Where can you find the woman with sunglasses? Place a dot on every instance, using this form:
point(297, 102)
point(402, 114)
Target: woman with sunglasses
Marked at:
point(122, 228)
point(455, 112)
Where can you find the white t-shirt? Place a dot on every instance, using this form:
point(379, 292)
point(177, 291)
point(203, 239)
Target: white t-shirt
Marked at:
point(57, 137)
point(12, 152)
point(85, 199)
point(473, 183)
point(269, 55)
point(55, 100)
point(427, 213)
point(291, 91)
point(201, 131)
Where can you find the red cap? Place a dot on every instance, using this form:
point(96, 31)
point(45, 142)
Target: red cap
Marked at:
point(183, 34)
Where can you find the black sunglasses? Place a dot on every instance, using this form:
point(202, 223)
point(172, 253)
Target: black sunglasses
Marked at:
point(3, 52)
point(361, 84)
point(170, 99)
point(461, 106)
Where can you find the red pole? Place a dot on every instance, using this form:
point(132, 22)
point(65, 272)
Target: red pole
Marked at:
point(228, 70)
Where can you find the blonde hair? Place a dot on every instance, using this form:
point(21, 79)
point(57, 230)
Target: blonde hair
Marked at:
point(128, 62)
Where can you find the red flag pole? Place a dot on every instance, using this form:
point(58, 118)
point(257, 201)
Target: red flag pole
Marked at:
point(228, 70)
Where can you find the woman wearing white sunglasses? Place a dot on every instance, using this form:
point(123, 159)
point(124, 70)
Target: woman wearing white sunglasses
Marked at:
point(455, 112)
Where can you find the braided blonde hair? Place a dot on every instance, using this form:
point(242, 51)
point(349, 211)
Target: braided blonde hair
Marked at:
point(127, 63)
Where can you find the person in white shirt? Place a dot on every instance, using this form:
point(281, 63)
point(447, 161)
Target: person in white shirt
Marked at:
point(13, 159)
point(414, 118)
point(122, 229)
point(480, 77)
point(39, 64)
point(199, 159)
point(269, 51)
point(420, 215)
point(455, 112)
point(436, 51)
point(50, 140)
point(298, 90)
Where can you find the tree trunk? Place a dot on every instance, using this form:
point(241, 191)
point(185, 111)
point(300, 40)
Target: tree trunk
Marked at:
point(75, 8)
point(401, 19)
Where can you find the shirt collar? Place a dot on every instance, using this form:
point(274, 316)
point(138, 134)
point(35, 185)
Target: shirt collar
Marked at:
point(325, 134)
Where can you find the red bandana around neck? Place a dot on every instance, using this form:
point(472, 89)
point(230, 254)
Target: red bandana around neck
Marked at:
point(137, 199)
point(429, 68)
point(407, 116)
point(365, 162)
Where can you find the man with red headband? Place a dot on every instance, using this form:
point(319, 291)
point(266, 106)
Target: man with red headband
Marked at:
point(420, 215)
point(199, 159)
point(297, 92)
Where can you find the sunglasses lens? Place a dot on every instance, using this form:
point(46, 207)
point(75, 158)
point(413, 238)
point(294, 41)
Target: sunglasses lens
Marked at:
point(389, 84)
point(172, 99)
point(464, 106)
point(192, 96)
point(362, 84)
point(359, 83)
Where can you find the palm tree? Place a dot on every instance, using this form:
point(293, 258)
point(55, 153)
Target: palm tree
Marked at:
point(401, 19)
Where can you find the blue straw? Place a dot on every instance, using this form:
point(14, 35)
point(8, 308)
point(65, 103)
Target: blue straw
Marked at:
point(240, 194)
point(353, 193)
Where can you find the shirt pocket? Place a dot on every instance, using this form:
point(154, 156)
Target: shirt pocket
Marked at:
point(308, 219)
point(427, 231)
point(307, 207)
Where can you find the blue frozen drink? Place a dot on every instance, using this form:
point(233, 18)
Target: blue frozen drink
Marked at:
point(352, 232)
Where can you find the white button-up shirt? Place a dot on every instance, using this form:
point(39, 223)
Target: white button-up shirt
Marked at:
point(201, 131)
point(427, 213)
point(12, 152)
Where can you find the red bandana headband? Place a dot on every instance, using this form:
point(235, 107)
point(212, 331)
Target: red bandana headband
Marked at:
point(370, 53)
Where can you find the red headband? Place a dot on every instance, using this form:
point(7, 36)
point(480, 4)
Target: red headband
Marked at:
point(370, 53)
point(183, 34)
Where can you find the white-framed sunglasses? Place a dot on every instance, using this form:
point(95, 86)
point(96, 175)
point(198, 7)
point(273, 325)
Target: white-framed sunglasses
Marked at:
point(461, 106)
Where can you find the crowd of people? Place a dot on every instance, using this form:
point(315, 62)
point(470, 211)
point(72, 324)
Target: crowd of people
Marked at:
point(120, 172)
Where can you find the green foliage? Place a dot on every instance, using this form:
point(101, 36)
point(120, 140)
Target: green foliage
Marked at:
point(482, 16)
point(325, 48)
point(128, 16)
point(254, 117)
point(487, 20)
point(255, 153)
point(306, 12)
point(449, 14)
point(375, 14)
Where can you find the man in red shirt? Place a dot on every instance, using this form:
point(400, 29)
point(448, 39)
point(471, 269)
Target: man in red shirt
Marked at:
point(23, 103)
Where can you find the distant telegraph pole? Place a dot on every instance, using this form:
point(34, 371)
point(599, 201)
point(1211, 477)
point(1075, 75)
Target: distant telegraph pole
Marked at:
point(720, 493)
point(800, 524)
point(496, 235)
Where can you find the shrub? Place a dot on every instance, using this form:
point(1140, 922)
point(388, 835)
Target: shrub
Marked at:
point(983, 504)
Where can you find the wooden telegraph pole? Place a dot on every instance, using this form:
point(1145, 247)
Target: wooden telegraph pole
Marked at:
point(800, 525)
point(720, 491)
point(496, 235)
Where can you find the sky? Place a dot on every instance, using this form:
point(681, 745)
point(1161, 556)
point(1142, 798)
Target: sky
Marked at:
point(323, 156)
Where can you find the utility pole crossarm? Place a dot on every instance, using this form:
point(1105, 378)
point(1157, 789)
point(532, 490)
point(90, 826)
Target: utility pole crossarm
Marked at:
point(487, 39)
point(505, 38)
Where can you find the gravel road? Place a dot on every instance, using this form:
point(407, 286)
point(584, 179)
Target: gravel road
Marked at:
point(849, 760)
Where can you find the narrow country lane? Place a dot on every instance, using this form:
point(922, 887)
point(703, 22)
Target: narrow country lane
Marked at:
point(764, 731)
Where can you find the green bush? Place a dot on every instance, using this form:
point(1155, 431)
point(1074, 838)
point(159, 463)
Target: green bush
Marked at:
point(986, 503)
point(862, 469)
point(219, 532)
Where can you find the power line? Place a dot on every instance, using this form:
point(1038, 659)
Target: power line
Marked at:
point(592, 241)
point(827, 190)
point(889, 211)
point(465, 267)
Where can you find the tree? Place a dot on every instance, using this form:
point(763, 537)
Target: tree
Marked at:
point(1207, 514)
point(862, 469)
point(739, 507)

● ● ● ● ● ● ●

**Work to complete**
Whatever appears in the data above must be copied word for word.

**Written answer**
Where can you find the woman with sunglasses? Place a dot on every instance, using this form:
point(297, 102)
point(402, 114)
Target: woman with sunglasses
Marked at:
point(122, 228)
point(455, 112)
Where can you find the white t-shirt? Place a dot on every instance, using this form:
point(379, 292)
point(177, 291)
point(203, 239)
Target: white t-shirt
Marked at:
point(57, 137)
point(12, 152)
point(85, 199)
point(473, 183)
point(269, 55)
point(55, 100)
point(427, 213)
point(291, 91)
point(201, 131)
Where can you find the red cap? Place a dot on every instance, using this form:
point(96, 31)
point(45, 142)
Target: red cap
Marked at:
point(183, 34)
Where can you find the black sunglasses? Place a dot on every instance, using this form:
point(202, 223)
point(172, 253)
Target: black sunglasses
Marked at:
point(3, 52)
point(361, 84)
point(170, 99)
point(461, 106)
Where can you find the red pole? Place a dot on every instance, using this form:
point(132, 22)
point(65, 272)
Target: red pole
Marked at:
point(228, 70)
Where can you find the blonde hair? Place a dot on every instance, using this form:
point(21, 79)
point(57, 230)
Target: blonde hair
Marked at:
point(128, 62)
Where can you find the red flag pole? Place a dot on every instance, using this form:
point(58, 118)
point(257, 201)
Target: red flag pole
Marked at:
point(228, 70)
Where can you find the woman wearing white sunglasses? Place a dot on every instance, using this form:
point(123, 159)
point(124, 70)
Target: woman wearing white sunglasses
Marked at:
point(455, 112)
Where can you find the braided blonde hair? Place a dot on every instance, using this form:
point(242, 51)
point(349, 211)
Target: braided blonde hair
Marked at:
point(127, 63)
Where can you find the person in white shirt? Place a dot on every instance, using this form:
point(281, 63)
point(447, 161)
Target: person in white shirt
Marked at:
point(13, 159)
point(414, 118)
point(122, 229)
point(480, 77)
point(39, 64)
point(199, 159)
point(269, 51)
point(420, 215)
point(455, 112)
point(436, 51)
point(50, 140)
point(298, 90)
Where can you find the tree trunk? Place a dot on every instance, using this form:
point(241, 191)
point(185, 111)
point(300, 40)
Target: tree trunk
Marked at:
point(75, 8)
point(401, 19)
Where can you find the shirt collar? Place a dot on every instance, using this form:
point(274, 316)
point(138, 134)
point(35, 185)
Target: shirt collar
Marked at:
point(325, 134)
Where can you find the red bandana around neck? Place a dot on every instance, using this form:
point(472, 89)
point(230, 254)
Target: red bandana around neck
Marked at:
point(137, 199)
point(429, 68)
point(407, 116)
point(365, 162)
Where can you find the man with red headband? Place a dot on every instance, using this form:
point(319, 291)
point(266, 106)
Target: man with red headband
Marked at:
point(420, 215)
point(199, 159)
point(297, 92)
Where can you find the sunglasses lens? Place a dot on every instance, using this form:
point(46, 207)
point(75, 158)
point(413, 238)
point(294, 41)
Target: sunglasses lens
Marked at:
point(389, 84)
point(172, 99)
point(464, 106)
point(192, 96)
point(362, 84)
point(359, 83)
Where can you find the palm tree? Place a dot on every instance, using this form:
point(293, 258)
point(55, 153)
Target: palm tree
Marked at:
point(401, 19)
Where can you find the blue straw? Place a dot on every instance, using this form:
point(14, 35)
point(8, 308)
point(65, 103)
Target: blue straw
Marked at:
point(240, 194)
point(353, 193)
Where can you find the shirt pocket? Place a dot on every instance, using this form:
point(154, 156)
Target: shirt pocket
Marked at:
point(308, 219)
point(427, 231)
point(307, 207)
Where can you find the blue frozen drink? Place a dot on every instance, using this form:
point(233, 18)
Target: blue frozen drink
Marked at:
point(352, 232)
Where can you find the white button-up shirt? Place a dot on every instance, using this form:
point(39, 223)
Target: white button-up shirt
Marked at:
point(201, 131)
point(427, 213)
point(12, 152)
Where can you find the red bandana headband? Place a dot on every instance, using this form:
point(235, 107)
point(212, 331)
Target: red bandana headband
Marked at:
point(370, 53)
Where can you find the red headband? Place a dot on every instance, using this form:
point(7, 36)
point(480, 4)
Target: red headband
Marked at:
point(370, 53)
point(183, 34)
Where can you find the white-framed sunglasses? Place a dot on every instance, using this form:
point(95, 86)
point(96, 175)
point(198, 7)
point(273, 325)
Target: white-framed sunglasses
Marked at:
point(461, 106)
Where can you find the crowd of people? Place a dot on every instance, using this form:
point(315, 62)
point(470, 211)
point(72, 324)
Target: crowd of people
Marked at:
point(120, 172)
Where can you find the green foliage? Place a dot on every instance, using this form:
point(101, 36)
point(120, 140)
Target: green foliage
Marked at:
point(482, 16)
point(325, 48)
point(128, 16)
point(254, 117)
point(487, 20)
point(255, 153)
point(306, 12)
point(449, 14)
point(375, 14)
Where can you find the man in red shirt? Place a dot on every instance, using this form:
point(400, 29)
point(448, 39)
point(471, 269)
Target: man in red shirt
Marked at:
point(23, 103)
Where can you find the distant telegraph pole? Place a dot on every instance, using this form:
point(34, 371)
point(599, 201)
point(1211, 477)
point(1075, 75)
Target: distant telegraph pole
Marked at:
point(720, 493)
point(800, 524)
point(496, 235)
Where can you find the shrub? Place a dot on every instance, using this form:
point(1140, 922)
point(388, 835)
Target: shrub
Marked at:
point(983, 504)
Where can you find the wooden telegraph pole? Place a dot on every instance, using this form:
point(1145, 247)
Target: wooden telegraph pole
Marked at:
point(800, 525)
point(720, 491)
point(496, 235)
Where can you find the sky? Place a dot on every instance, using this form:
point(681, 745)
point(1161, 556)
point(1142, 798)
Target: sky
Marked at:
point(323, 156)
Where can you find the utility pole crossarm? Place a dot on every instance, using this form:
point(1105, 378)
point(1157, 789)
point(532, 490)
point(90, 826)
Target: utility pole crossarm
Marked at:
point(487, 39)
point(505, 38)
Where can you find the gravel road? Place a dot on every instance, using this form:
point(407, 286)
point(584, 179)
Target: gravel road
Marked at:
point(849, 760)
Where can you find the narrow country lane? Place a dot on every instance, using this form:
point(922, 887)
point(703, 22)
Target: narrow country lane
Marked at:
point(764, 731)
Where can you find the green bush? Place a dot on every instance, using this form:
point(1155, 431)
point(1074, 838)
point(159, 463)
Target: green bush
Marked at:
point(986, 503)
point(862, 469)
point(219, 532)
Where can you find the power line? Place a dot on every instance, using this form:
point(1038, 659)
Target: power line
Marked at:
point(592, 241)
point(827, 190)
point(889, 211)
point(465, 267)
Where can you find the tree? Place a dot on every instance, using this form:
point(763, 537)
Target: tree
Marked at:
point(1207, 514)
point(862, 469)
point(739, 507)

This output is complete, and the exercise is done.